Return each of the lines below that contains the word "every". Case counts.

(Stored data)
+ + +

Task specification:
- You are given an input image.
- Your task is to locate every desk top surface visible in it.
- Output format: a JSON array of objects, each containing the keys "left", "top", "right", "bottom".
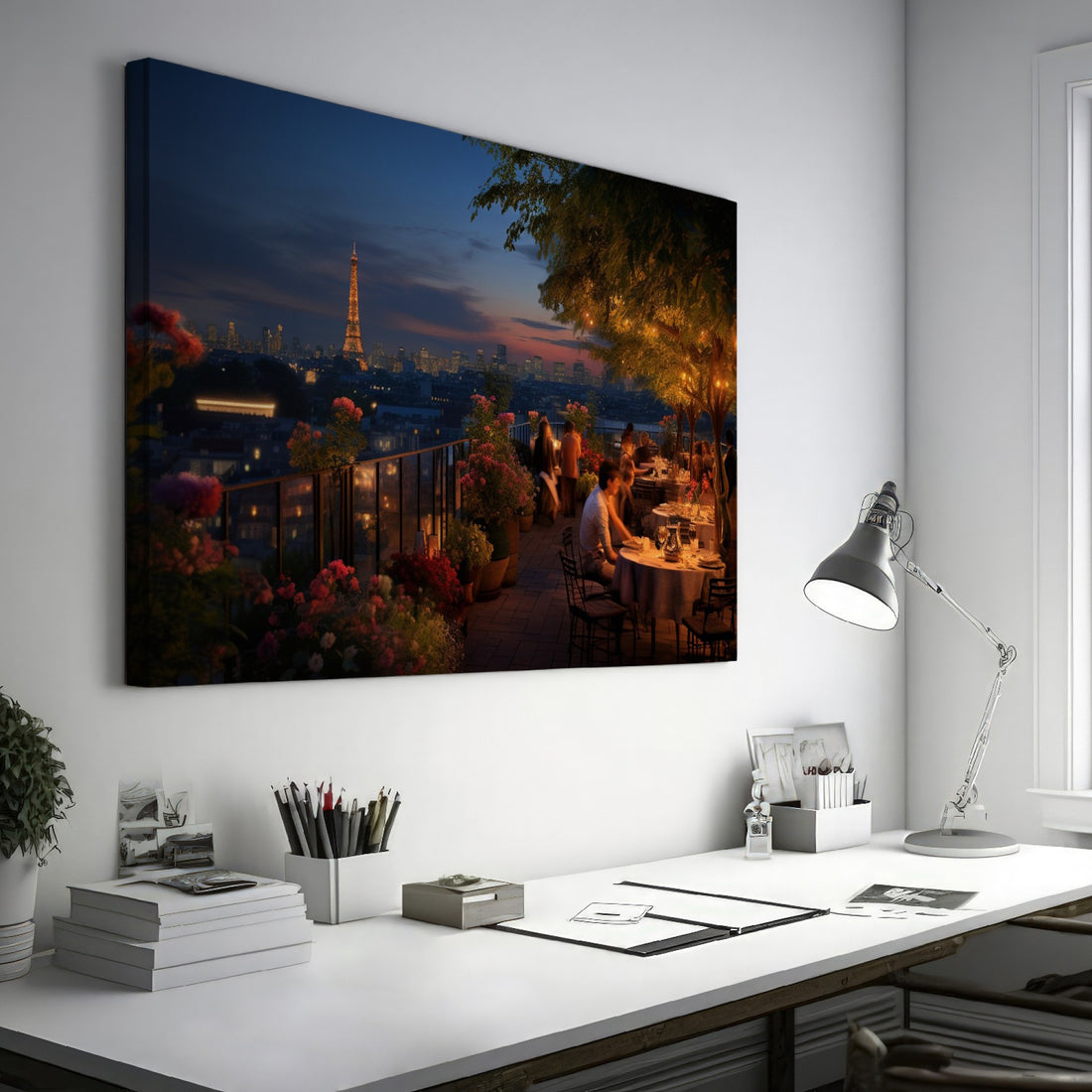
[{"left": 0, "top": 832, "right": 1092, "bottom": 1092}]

+ + +

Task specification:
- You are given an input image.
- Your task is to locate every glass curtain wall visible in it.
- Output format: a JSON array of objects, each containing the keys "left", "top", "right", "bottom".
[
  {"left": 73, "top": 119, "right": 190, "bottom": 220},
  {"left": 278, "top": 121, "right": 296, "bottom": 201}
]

+ + +

SOLUTION FOR THIS TASK »
- Your task is to locate every desk top surface visible in it.
- Your task is to locate every glass curtain wall visible in it.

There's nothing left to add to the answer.